* [SOURCE TEXT]
--- --- ---
Antonio Pigafetta's report from 1521 and the Boxer Codex from 1590, on the other hand, provide more comprehensive sources about Kota Batu. These documents clearly describe the topography of Kota Batu based on the locations of the dignitaries' and residents' houses, the Sultan's palace, and the factories made of stone. For instance, Pigafetta stated in the report that, "... the city (Brunei) was entirely built on salt water except for the King's palace and the residence of some dignitaries, which was in front of the Sultan's palace there was a wall made of stones large with fortress towers like a defensive wall." The site of the currency and pottery factories in the area is mentioned in the Boxer Codex.

However, no remnants in the form of palace construction sites or dignitary residences for the Sultan have been discovered to far. Naturally, this is related to the bamboo and wood culture seen in Malay architectural construction, which is readily damaged and hard to find. Archaeologists have been able to pinpoint the locations of the coin and pottery workshops mentioned by Pigafetta and the Boxer Codex, though, thanks to the finding of coins and pieces of regional pottery in the Kota Batu highlands. It is certain that the location of the Sultan's palace is close to the coin pieces based on the discovery of these items. Except for the palace of Sultan Muhammad Hasan, which was constructed at Tanjung Chandana and is the one that was on Berambang Island, no oral tradition in Brunei has ever mentioned the Sultan's palace in Kota Batu.

== Administration ==
As Kota Batu is still a populated area, it is primarily gazetted as a village, the third- and lowest-level administrative division of Brunei. It is one of the villages under the mukim of the same name, which a subdistrict of Brunei-Muara District. Kota Batu is also a designated postcode area with the postcode BD1517. However, the archaeological site in Kota Batu as well as its vicinity, which includes the mausoleums and the museums' area, have also been gazetted under the Antiquities and Treasure Trove Act of 1967 and thus managed by the government's Museums Department.

Since 2007, Kota Batu has also been incorporated into Bandar Seri Begawan municipal area and thus, becomes a neighbourhood of the capital.
--- --- ---
* [INFORMATION PROVIDED]
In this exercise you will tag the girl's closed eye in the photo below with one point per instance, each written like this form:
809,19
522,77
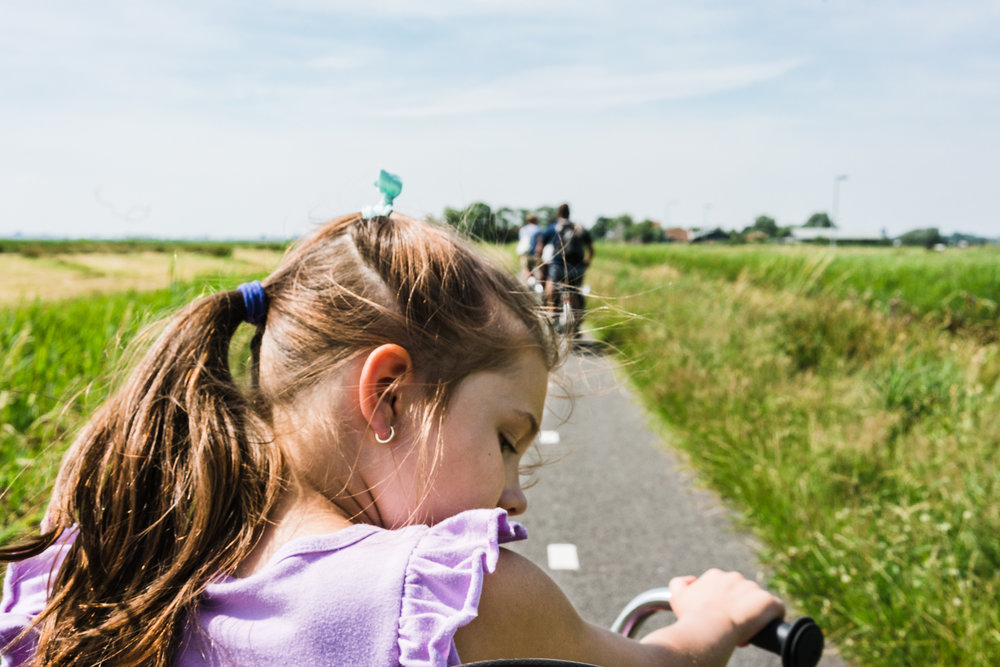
--- --- ---
* [WORK REQUEST 1] What postcode does the Kota Batu text give for the village?
* [WORK REQUEST 2] Please continue the Kota Batu text from its last sentence onward.

* [TASK ANSWER 1] BD1517

* [TASK ANSWER 2]
== Places of interest ==
In regard to the historical importance of Kota Batu, a few museums have been established in the area. The Brunei Museum is the national museum of Brunei and the current building was inaugurated in 1972, although it is temporarily closed since 2014 until further notice. The Malay Technology Museum was opened in 1984 and has galleries mainly dedicated to depicting the traditional lifestyle and technology which had been practiced by the Kampong Ayer residents throughout history. The most recent museum in Kota Batu is the Brunei Darussalam Maritime Museum; it was inaugurated in 2015 and mainly exhibits the artifacts from the Brunei Shipwreck which was discovered off the coast of Brunei in 1997. Kota Batu is also home to two royal tombs which belong to the third and fifth Sultans of Brunei, Sharif Ali and Bolkiah.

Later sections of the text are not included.